▶ **Task requirements**
Count the lines in the listing below that contain the string "person", and give only that number.

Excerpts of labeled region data
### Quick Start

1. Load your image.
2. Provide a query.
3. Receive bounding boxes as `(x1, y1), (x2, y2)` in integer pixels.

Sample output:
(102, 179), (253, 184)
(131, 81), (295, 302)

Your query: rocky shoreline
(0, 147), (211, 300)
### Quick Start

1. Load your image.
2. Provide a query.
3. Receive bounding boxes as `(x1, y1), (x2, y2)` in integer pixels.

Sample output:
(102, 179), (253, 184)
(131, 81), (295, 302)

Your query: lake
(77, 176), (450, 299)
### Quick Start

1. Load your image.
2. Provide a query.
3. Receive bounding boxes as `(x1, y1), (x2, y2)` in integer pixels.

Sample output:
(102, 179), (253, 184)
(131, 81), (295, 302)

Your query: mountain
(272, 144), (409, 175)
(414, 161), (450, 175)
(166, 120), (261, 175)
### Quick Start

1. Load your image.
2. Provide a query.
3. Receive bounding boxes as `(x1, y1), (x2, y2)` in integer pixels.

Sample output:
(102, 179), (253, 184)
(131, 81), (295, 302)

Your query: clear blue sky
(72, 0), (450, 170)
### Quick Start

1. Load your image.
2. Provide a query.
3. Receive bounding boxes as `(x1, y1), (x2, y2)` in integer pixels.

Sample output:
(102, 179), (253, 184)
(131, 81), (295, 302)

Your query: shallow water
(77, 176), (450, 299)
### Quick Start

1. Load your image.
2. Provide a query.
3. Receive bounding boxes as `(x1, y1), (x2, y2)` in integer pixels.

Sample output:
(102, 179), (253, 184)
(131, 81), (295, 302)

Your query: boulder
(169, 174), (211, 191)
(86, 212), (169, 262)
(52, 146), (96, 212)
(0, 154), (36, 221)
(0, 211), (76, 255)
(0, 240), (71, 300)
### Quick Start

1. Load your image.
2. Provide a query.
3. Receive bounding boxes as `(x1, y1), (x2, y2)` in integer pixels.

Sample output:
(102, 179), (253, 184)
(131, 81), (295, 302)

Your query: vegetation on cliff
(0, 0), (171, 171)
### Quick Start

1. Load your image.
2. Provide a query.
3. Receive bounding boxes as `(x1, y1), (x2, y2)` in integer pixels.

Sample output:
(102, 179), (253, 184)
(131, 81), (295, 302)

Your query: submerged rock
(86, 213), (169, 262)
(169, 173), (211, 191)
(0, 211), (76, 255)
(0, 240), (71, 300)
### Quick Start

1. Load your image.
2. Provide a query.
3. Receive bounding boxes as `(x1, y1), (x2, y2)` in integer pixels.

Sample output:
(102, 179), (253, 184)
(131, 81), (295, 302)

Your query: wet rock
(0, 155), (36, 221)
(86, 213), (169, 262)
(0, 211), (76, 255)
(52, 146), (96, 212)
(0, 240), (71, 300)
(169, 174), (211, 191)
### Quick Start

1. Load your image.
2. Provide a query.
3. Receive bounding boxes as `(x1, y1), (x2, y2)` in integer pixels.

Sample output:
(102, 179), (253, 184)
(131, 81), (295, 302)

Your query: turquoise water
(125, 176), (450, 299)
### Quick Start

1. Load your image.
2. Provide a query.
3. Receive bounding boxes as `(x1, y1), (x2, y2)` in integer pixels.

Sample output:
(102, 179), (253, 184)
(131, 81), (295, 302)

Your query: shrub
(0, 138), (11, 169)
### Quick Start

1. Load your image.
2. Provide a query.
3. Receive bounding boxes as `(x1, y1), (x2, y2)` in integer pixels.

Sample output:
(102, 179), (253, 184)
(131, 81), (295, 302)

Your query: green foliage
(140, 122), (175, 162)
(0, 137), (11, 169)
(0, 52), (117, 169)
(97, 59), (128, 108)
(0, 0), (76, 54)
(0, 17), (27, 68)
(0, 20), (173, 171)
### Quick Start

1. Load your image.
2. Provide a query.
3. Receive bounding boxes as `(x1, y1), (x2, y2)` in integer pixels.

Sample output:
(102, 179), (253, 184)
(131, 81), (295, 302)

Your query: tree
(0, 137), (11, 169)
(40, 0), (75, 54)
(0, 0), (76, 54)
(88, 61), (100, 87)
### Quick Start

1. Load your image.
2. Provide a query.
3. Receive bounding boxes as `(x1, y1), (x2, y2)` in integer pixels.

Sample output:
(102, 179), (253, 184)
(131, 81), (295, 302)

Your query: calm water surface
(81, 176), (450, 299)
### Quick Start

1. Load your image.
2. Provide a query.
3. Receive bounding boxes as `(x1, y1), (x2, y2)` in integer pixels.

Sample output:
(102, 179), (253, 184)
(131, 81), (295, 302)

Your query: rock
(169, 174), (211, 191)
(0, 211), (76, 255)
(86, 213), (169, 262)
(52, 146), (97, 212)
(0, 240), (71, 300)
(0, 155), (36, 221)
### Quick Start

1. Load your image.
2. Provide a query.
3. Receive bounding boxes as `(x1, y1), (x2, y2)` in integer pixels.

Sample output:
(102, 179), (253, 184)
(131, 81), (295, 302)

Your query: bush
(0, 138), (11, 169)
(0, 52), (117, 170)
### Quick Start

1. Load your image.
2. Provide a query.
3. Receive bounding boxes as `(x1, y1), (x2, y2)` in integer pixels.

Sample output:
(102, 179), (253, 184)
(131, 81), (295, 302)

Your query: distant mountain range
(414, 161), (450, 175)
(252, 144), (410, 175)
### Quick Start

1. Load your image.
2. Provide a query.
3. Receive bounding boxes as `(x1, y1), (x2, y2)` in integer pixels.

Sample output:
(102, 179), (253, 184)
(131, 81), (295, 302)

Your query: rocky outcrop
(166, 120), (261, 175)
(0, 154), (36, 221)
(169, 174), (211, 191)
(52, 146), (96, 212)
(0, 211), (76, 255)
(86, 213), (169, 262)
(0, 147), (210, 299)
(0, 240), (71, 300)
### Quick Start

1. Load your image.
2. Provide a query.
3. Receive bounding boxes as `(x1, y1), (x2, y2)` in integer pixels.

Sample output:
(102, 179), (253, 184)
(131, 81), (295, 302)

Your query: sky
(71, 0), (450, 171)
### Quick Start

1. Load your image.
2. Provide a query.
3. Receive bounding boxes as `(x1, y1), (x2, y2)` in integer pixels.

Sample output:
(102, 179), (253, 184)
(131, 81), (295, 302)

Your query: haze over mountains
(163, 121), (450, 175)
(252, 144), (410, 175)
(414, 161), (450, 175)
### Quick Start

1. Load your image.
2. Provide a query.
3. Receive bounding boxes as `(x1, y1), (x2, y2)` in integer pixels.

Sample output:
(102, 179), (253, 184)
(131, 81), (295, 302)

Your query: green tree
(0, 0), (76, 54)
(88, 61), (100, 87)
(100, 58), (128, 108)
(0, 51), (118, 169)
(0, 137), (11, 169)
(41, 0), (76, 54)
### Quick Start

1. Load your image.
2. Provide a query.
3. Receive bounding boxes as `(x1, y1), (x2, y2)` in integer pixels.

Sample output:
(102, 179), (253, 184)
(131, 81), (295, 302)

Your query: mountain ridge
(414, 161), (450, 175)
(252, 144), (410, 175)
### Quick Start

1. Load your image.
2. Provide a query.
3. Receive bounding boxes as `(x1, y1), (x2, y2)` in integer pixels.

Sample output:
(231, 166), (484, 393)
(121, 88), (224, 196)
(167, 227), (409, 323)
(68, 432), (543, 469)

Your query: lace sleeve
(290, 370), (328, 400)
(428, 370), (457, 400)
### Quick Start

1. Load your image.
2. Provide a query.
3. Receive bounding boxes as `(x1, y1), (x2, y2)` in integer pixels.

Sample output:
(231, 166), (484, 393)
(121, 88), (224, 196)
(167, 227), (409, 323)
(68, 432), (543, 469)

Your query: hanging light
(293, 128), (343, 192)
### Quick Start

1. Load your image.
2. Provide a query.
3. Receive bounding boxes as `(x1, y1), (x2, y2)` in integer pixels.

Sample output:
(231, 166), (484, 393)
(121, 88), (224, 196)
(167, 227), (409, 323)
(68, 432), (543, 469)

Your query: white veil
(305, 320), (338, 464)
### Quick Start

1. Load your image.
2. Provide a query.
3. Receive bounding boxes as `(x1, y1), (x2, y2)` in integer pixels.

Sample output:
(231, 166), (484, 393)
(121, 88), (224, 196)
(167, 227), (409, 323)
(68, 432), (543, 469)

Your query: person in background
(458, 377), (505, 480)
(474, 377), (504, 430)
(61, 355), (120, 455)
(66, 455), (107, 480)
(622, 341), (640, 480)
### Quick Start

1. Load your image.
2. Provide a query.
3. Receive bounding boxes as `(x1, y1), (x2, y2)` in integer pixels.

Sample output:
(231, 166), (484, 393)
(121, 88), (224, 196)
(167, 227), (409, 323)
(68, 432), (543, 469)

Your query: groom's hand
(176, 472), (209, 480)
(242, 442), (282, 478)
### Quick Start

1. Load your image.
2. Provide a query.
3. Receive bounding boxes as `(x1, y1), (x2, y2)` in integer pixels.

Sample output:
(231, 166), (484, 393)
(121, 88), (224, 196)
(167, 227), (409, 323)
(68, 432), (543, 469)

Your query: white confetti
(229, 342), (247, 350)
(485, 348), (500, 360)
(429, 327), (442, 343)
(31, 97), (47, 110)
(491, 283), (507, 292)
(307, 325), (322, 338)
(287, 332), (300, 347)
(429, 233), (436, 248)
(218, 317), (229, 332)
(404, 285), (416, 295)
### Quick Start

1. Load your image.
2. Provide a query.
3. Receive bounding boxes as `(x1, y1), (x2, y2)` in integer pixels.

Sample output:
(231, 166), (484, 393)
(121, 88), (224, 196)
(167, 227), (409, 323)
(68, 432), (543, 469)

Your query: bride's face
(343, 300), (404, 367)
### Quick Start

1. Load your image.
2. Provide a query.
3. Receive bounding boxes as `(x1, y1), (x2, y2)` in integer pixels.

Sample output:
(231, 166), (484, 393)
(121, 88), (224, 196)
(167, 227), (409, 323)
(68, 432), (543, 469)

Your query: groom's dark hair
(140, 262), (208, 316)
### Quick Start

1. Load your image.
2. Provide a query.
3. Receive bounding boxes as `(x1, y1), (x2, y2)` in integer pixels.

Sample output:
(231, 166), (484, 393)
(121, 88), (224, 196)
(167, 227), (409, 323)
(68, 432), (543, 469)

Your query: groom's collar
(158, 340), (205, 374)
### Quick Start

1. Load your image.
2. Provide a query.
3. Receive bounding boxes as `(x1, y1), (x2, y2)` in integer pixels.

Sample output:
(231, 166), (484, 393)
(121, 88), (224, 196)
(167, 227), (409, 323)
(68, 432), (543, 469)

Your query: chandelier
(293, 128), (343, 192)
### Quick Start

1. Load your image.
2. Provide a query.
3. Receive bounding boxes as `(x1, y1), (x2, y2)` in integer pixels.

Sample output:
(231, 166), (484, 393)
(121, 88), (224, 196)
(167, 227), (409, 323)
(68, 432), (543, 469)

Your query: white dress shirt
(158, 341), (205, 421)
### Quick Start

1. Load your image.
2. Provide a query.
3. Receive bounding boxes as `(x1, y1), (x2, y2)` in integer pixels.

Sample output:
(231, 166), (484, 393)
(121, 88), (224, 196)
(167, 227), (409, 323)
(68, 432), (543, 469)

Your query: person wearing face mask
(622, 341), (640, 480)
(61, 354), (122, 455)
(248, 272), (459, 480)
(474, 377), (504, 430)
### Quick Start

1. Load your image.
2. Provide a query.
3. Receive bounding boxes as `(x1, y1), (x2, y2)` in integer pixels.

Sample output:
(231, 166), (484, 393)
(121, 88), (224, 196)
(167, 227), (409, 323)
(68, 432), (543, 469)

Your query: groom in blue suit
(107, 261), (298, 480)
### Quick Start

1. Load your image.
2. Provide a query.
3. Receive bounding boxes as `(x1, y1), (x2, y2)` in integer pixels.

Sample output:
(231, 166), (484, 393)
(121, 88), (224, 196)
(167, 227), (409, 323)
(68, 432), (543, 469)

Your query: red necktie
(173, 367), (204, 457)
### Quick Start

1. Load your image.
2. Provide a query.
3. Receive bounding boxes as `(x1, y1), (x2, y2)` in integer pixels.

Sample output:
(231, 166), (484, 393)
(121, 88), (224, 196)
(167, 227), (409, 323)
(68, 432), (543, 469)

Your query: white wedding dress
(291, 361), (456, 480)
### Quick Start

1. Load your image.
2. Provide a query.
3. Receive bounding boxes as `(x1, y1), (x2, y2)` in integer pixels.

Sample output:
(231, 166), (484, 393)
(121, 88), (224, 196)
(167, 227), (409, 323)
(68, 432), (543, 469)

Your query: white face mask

▶ **Answer to this task**
2